Excerpt:
************

The ruling conservatives have also played a silly game of evasion and discouragement with European longterm residence - a permit lasting five years Greece is obliged to issue to third country nationals who can prove five years of legal residence. After failing to delay longterm residence until 2011, they slapped a 900 euro application fee on the process, which the Council of State has ordered dropped as a violation of EU law.

A new round of legalisation in 2005 partly defeated its own object by demanding the most stringent forms of proof of residence in Greece for a year. Whereas Pasok governments had demanded utility bills and monthly bus passes, New Democracy demanded entry visas in passports. Ostensibly, this was done to prevent a wave of opportunistic immigration gate-crashing the legalisation process; but it thus included only those who had overstayed a legal period, and excluded practically all the populations from central Asia, along with many from Albania and Bulgaria, who entered illegally overland or over sea.

************

Supplied data:
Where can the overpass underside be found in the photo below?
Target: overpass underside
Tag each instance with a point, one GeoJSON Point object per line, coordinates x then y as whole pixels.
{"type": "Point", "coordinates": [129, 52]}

************

Work to do:
• 1. Copy the stretch from "The ruling conservatives" through "violation of EU law." in the passage on Greek immigration policy, reproducing it word for word.
• 2. According to the passage on Greek immigration policy, what proof of residence did New Democracy demand in the 2005 round of legalisation?

Set of answers:
• 1.
The ruling conservatives have also played a silly game of evasion and discouragement with European longterm residence - a permit lasting five years Greece is obliged to issue to third country nationals who can prove five years of legal residence. After failing to delay longterm residence until 2011, they slapped a 900 euro application fee on the process, which the Council of State has ordered dropped as a violation of EU law.

• 2. Entry visas in passports.